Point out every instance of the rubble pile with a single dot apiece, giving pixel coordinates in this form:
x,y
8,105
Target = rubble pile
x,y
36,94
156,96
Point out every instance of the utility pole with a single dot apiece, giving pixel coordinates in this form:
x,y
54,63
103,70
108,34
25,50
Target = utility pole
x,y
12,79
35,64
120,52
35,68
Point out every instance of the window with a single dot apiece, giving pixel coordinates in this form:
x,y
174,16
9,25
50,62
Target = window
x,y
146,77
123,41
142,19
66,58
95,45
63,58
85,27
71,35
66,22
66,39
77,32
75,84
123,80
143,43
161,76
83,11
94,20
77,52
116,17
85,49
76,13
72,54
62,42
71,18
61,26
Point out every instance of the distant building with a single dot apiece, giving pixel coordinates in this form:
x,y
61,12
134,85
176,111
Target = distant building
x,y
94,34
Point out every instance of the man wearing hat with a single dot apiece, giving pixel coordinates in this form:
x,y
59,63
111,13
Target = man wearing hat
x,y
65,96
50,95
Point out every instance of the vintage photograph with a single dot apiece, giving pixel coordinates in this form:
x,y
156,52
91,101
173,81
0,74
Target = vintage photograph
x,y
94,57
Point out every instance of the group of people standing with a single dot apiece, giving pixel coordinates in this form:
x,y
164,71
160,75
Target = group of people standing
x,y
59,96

══════════

--- Problem to solve ---
From the records above, return each line where "Point" occurs.

--- Response to this exercise ---
Point out every instance of the rubble pile with a single dot apiece, giving pixel coordinates in this form:
Point out every instance of the utility pole with a single dot apiece, giving pixel coordinates in this form:
Point out every instance of the window with a single dot apiece, giving pixel coordinates in this form:
Point out every instance of the distant building with a single dot apiece, giving pixel coordinates in this form:
Point out every instance of the man wearing hat with a single dot apiece, giving pixel coordinates in this form:
Point out every instance of the vintage photograph with a single dot apiece, giving pixel coordinates in this form:
Point out every instance of the group of people standing with a single dot apiece, giving pixel coordinates in this form:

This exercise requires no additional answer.